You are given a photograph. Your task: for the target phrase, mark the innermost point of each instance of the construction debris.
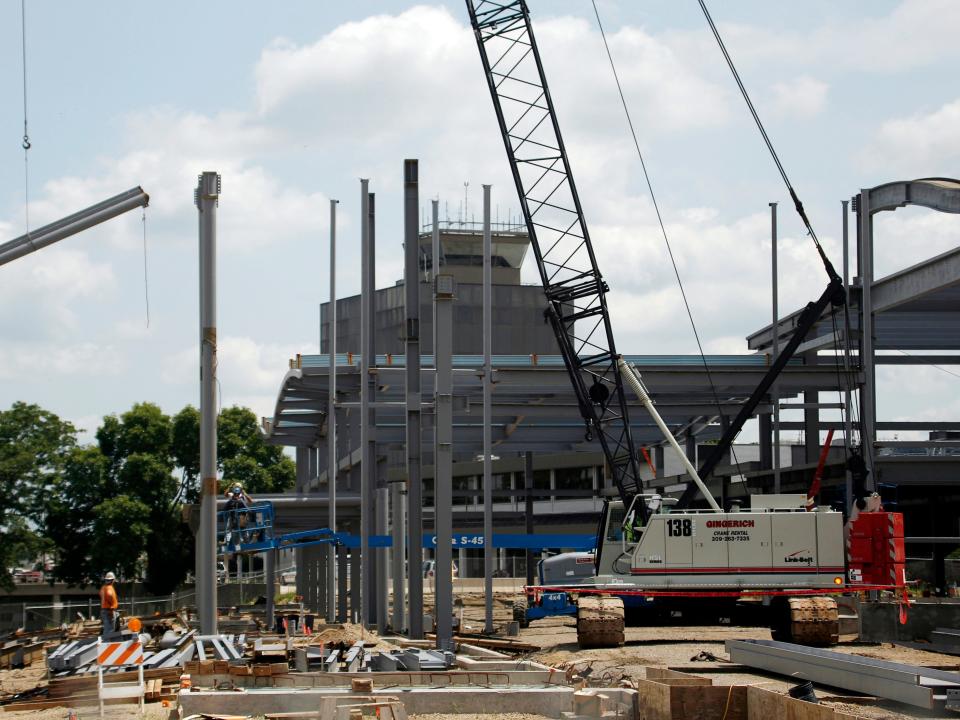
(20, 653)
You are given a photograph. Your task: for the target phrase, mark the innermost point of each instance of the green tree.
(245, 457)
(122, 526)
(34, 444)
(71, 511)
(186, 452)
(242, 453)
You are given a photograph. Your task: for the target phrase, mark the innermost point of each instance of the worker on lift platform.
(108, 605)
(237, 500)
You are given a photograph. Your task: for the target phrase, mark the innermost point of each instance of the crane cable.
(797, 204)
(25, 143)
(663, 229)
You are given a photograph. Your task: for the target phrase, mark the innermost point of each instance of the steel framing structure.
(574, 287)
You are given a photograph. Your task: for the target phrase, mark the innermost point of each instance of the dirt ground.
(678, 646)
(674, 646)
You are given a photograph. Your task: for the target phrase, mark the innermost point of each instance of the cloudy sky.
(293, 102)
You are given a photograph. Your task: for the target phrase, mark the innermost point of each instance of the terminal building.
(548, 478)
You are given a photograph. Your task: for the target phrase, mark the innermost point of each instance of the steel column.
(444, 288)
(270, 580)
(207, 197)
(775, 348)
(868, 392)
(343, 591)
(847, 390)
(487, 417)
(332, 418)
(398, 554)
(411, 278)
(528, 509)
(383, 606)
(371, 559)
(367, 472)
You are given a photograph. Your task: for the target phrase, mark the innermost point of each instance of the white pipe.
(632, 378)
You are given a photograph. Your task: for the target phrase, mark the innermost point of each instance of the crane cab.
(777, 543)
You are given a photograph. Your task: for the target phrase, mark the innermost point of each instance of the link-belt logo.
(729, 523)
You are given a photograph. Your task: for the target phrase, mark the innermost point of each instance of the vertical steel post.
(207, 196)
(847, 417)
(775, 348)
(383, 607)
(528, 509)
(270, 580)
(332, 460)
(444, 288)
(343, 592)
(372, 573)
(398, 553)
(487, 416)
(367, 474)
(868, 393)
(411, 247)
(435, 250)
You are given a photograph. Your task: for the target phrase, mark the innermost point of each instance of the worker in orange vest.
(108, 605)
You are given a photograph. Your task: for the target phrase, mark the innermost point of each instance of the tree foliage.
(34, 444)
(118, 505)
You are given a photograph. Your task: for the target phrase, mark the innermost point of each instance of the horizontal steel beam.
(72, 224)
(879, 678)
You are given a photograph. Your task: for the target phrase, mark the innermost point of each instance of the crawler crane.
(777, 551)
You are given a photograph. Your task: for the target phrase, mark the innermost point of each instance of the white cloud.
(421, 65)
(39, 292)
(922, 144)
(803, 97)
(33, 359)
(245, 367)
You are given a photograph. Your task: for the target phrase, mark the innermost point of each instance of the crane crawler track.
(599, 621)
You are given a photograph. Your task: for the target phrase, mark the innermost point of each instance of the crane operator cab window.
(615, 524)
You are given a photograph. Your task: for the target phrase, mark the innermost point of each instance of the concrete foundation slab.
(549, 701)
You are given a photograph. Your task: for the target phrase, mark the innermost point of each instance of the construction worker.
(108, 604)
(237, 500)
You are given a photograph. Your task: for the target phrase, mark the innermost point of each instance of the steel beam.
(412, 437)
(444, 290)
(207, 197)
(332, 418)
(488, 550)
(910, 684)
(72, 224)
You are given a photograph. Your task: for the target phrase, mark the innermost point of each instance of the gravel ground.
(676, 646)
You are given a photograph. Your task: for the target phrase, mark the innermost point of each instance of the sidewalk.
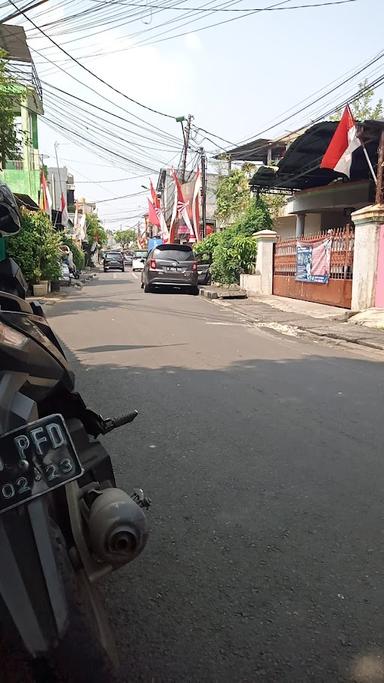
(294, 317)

--

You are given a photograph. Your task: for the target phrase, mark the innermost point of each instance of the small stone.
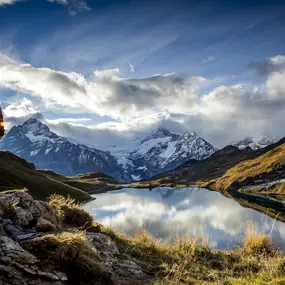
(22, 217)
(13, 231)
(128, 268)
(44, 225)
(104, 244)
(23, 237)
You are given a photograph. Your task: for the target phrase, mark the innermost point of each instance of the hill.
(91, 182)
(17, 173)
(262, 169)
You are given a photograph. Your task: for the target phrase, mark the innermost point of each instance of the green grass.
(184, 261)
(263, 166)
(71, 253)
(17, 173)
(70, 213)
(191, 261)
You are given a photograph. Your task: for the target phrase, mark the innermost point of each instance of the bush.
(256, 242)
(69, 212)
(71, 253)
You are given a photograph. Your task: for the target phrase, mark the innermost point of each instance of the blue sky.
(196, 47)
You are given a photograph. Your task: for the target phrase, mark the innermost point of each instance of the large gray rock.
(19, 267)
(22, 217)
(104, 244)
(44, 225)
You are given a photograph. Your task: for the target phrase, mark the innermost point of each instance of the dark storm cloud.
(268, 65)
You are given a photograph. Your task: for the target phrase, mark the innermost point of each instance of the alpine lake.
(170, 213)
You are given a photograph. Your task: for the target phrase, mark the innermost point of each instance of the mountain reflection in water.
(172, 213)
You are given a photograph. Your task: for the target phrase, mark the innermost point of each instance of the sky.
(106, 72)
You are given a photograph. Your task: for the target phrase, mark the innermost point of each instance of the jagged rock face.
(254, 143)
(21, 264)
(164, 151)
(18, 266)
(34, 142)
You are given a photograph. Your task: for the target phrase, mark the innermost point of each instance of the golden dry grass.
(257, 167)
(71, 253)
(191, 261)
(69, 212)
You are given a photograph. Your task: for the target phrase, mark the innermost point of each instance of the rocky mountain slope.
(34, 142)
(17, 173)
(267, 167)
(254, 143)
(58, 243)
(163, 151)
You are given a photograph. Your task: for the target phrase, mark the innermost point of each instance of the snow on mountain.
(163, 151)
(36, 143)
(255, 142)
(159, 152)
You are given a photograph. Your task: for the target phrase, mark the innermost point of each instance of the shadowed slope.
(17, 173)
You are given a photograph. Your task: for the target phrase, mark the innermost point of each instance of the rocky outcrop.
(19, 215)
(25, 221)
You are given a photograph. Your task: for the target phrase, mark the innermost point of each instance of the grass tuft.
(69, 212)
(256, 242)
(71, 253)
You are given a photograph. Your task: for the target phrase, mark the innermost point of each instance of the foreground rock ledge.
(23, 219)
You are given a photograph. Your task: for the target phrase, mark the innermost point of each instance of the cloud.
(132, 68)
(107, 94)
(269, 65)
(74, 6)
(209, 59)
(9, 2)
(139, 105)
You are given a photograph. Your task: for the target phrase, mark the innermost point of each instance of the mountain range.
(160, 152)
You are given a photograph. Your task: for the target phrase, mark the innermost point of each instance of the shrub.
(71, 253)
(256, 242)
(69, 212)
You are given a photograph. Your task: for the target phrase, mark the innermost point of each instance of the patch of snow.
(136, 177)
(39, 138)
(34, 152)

Your task =
Return every line of the material that contains the string "green". Treat uppercase and lowercase as different.

Task result =
You are given a photograph. Your task: for the target phrase, mark the innermost point of each instance of the green tree.
You are given a photograph. Your task: for the target phrase, mark the innermost point of each instance of the green grass.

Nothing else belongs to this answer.